*** Opening INFORMATION SHOWN ***
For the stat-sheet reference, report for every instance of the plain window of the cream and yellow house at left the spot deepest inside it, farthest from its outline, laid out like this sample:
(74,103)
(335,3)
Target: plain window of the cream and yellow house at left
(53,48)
*** Closing INFORMATION SHOWN ***
_ASSIGNMENT:_ All entries are to be reproduced verbatim, with none omitted.

_PROBLEM SOLUTION:_
For the stat-sheet reference, report for every instance of the plain window of the cream and yellow house at left the spot deepest inside it, farthest from its outline, laid out like this sample:
(74,103)
(335,3)
Target: plain window of the cream and yellow house at left
(53,48)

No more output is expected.